One part of the entries below is wanted: the lines from the one containing "box: [316, 86, 344, 134]" through the one containing "108H324L330 116L332 129L344". Write those out exactly and nothing else.

Given data:
------------

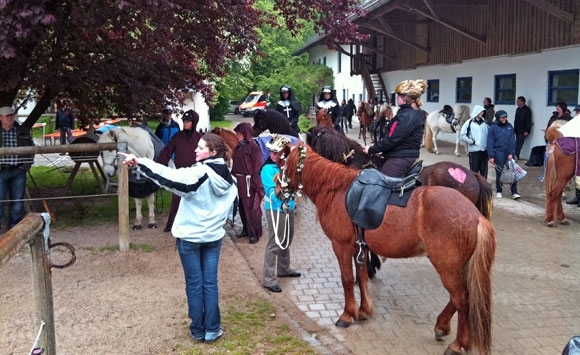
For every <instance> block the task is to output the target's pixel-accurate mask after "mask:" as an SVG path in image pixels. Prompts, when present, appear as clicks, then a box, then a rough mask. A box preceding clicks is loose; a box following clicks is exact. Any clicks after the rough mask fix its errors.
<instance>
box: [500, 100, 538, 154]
mask: <svg viewBox="0 0 580 355" xmlns="http://www.w3.org/2000/svg"><path fill="white" fill-rule="evenodd" d="M516 104H517V105H518V108H517V109H516V117H515V120H514V126H513V127H514V132H515V134H516V149H515V153H516V155H515V156H516V159H520V152H521V151H522V147H523V146H524V141H525V140H526V137H527V136H529V135H530V131H531V130H532V110H531V109H530V108H529V107H528V106H527V105H526V98H525V97H523V96H519V97H518V99H517V101H516ZM496 117H497V116H496ZM510 126H511V124H510Z"/></svg>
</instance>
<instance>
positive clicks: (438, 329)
mask: <svg viewBox="0 0 580 355" xmlns="http://www.w3.org/2000/svg"><path fill="white" fill-rule="evenodd" d="M455 311H456V309H455V306H454V305H453V302H451V300H449V303H447V306H445V308H444V309H443V311H442V312H441V313H440V314H439V316H438V317H437V323H435V329H434V331H435V340H437V341H441V340H443V337H444V336H446V335H449V333H450V332H451V318H453V315H454V314H455Z"/></svg>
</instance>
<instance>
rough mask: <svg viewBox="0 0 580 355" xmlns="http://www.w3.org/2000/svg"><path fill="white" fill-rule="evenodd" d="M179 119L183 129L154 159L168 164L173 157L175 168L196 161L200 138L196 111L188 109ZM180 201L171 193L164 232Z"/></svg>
mask: <svg viewBox="0 0 580 355" xmlns="http://www.w3.org/2000/svg"><path fill="white" fill-rule="evenodd" d="M181 120H182V121H183V130H182V131H180V132H177V133H176V134H175V135H174V136H173V137H172V138H171V139H170V140H169V143H167V145H166V146H165V148H163V149H162V150H161V153H159V156H158V157H157V160H156V161H157V162H158V163H160V164H163V165H165V166H168V165H169V162H170V161H171V158H172V157H173V163H174V165H175V167H176V168H177V169H179V168H187V167H190V166H192V165H193V164H195V163H196V162H197V159H196V154H195V148H197V145H198V143H199V139H200V138H201V133H199V132H197V124H198V123H199V115H198V114H197V112H195V111H194V110H188V111H186V112H185V113H184V114H183V116H182V117H181ZM180 201H181V197H180V196H179V195H176V194H173V196H172V197H171V208H170V210H169V216H168V217H167V224H166V225H165V228H164V229H163V231H164V232H171V227H173V221H174V220H175V215H176V214H177V209H178V208H179V202H180Z"/></svg>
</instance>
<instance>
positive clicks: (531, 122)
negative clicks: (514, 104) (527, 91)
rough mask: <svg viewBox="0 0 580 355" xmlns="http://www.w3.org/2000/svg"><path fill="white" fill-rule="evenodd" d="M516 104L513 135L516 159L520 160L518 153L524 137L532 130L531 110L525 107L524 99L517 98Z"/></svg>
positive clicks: (523, 142) (524, 101) (525, 102)
mask: <svg viewBox="0 0 580 355" xmlns="http://www.w3.org/2000/svg"><path fill="white" fill-rule="evenodd" d="M516 104H517V105H518V108H517V109H516V117H515V119H514V133H515V134H516V159H518V160H519V159H520V152H521V151H522V147H523V146H524V141H525V140H526V137H527V136H529V135H530V131H531V130H532V110H531V109H530V108H529V107H528V106H526V98H525V97H523V96H519V97H518V99H517V101H516Z"/></svg>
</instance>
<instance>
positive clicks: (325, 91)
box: [316, 86, 344, 134]
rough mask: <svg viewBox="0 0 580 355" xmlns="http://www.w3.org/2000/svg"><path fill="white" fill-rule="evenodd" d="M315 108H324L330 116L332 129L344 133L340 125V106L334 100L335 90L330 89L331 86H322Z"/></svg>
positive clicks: (330, 87)
mask: <svg viewBox="0 0 580 355" xmlns="http://www.w3.org/2000/svg"><path fill="white" fill-rule="evenodd" d="M316 108H317V109H318V110H322V109H324V110H326V112H327V113H328V114H329V115H330V116H331V117H332V123H333V124H334V129H336V130H337V131H339V132H340V133H342V134H344V131H343V130H342V127H340V107H339V105H338V101H337V100H336V94H335V90H333V89H332V86H325V87H323V88H322V93H321V94H320V100H319V101H318V103H317V104H316Z"/></svg>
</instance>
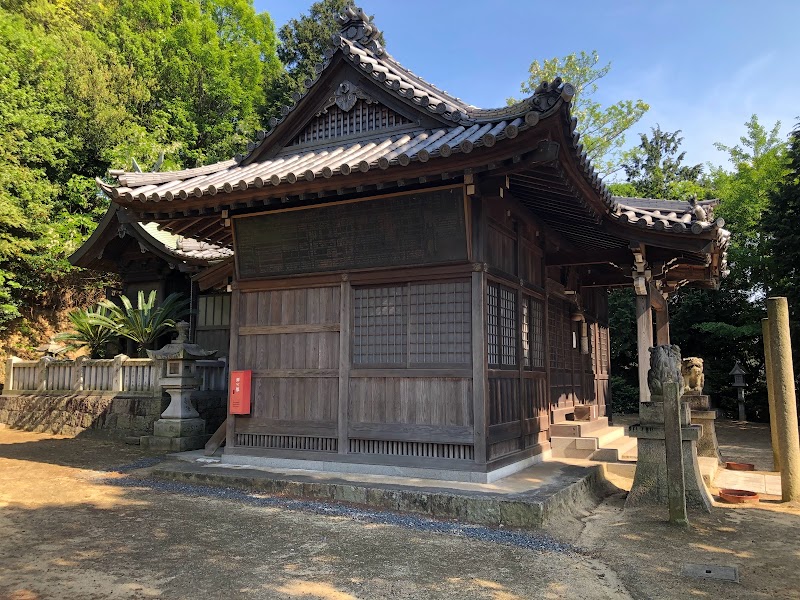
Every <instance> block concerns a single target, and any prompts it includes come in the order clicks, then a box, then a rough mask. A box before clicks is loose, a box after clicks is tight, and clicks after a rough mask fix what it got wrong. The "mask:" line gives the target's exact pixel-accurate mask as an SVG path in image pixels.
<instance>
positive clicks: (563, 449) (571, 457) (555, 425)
mask: <svg viewBox="0 0 800 600" xmlns="http://www.w3.org/2000/svg"><path fill="white" fill-rule="evenodd" d="M625 433H626V429H625V427H614V426H610V425H609V424H608V418H607V417H599V418H597V419H592V420H590V421H561V422H559V423H554V424H553V425H551V426H550V436H551V437H550V448H551V450H552V453H553V458H582V459H589V460H596V461H602V462H635V461H636V456H637V454H636V439H635V438H631V437H628V436H627V435H625Z"/></svg>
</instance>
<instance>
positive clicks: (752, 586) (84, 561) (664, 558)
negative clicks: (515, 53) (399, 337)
mask: <svg viewBox="0 0 800 600" xmlns="http://www.w3.org/2000/svg"><path fill="white" fill-rule="evenodd" d="M762 433H763V432H762ZM750 434H752V435H754V436H755V438H757V439H758V438H759V435H758V432H752V431H750V430H748V431H747V432H745V434H742V435H740V436H739V437H740V438H744V437H745V435H750ZM721 437H722V436H721ZM748 447H749V446H748ZM753 451H754V452H756V450H753ZM143 458H147V456H146V455H145V454H144V453H143V452H142V451H141V450H140V449H139V448H138V447H131V446H124V445H122V444H118V443H113V442H108V441H102V440H97V439H64V438H59V437H57V436H49V435H42V434H32V433H23V432H18V431H13V430H8V429H0V599H2V600H6V599H8V600H11V599H13V600H22V599H25V600H28V599H43V598H48V599H49V598H70V599H72V598H76V599H83V598H86V599H95V598H96V599H99V598H153V597H157V598H192V599H196V598H320V599H331V600H352V599H355V598H358V599H372V598H399V599H411V598H487V599H492V600H515V599H523V598H581V599H584V598H586V599H592V598H598V599H599V598H609V599H616V598H687V597H698V598H705V597H708V598H712V597H721V596H722V597H729V598H800V569H797V566H798V565H800V511H791V510H787V509H785V508H783V507H781V506H778V505H776V504H767V505H762V506H761V507H759V508H755V509H754V508H743V509H742V508H727V507H726V508H722V507H718V508H716V509H715V511H714V513H713V514H712V515H706V516H695V518H694V519H693V525H692V528H691V529H690V530H688V531H677V530H675V529H672V528H670V527H668V526H667V525H666V524H665V523H664V521H663V515H653V514H643V513H641V512H637V513H632V512H625V511H623V510H622V503H623V496H624V494H622V493H620V494H617V495H616V496H613V497H611V498H609V499H608V500H607V501H605V502H603V503H602V504H601V505H600V506H599V507H597V509H596V510H595V511H593V512H592V513H591V514H587V515H586V517H585V518H584V519H583V520H582V521H583V522H582V523H581V526H580V527H565V528H564V529H563V530H562V531H560V532H559V531H556V532H552V533H554V534H555V535H557V536H558V535H559V534H560V535H561V537H562V538H564V541H566V542H572V543H574V544H575V546H577V547H579V548H580V550H579V551H570V550H565V549H564V548H563V547H561V546H559V545H558V544H553V545H552V547H550V546H548V545H547V544H545V549H544V550H529V549H526V548H521V547H515V546H507V545H502V544H498V543H494V542H487V541H483V540H479V539H469V538H464V537H458V536H453V535H446V534H441V533H435V532H431V531H426V530H424V528H423V529H419V528H418V529H413V528H412V529H409V528H405V527H399V526H394V525H383V524H376V523H370V522H369V521H361V520H355V519H352V518H345V517H342V516H331V515H324V514H315V513H312V512H308V511H303V510H288V509H285V508H276V507H271V506H258V505H253V504H251V503H247V502H243V501H239V500H236V499H231V498H226V497H218V496H215V495H214V494H213V493H207V492H204V491H203V490H201V489H193V488H191V486H184V487H180V486H179V487H178V488H176V487H175V486H172V487H170V486H158V485H148V484H146V483H141V484H140V483H139V482H138V481H134V480H132V479H131V477H130V475H129V474H127V473H119V472H114V470H113V468H112V467H114V466H120V465H130V464H131V463H136V461H141V459H143ZM736 458H741V457H739V456H737V457H736ZM139 464H142V463H141V462H140V463H139ZM121 470H122V471H126V469H121ZM687 562H694V563H707V564H715V565H736V566H738V567H739V570H740V577H741V583H740V584H736V583H729V582H715V581H711V580H706V579H690V578H686V577H683V576H681V567H682V566H683V564H685V563H687Z"/></svg>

------------

Expected output:
box: [316, 86, 344, 134]
rough mask: <svg viewBox="0 0 580 355" xmlns="http://www.w3.org/2000/svg"><path fill="white" fill-rule="evenodd" d="M315 108H324L330 116L332 129L344 133L340 125V106L334 100L335 90L330 89L331 86H322Z"/></svg>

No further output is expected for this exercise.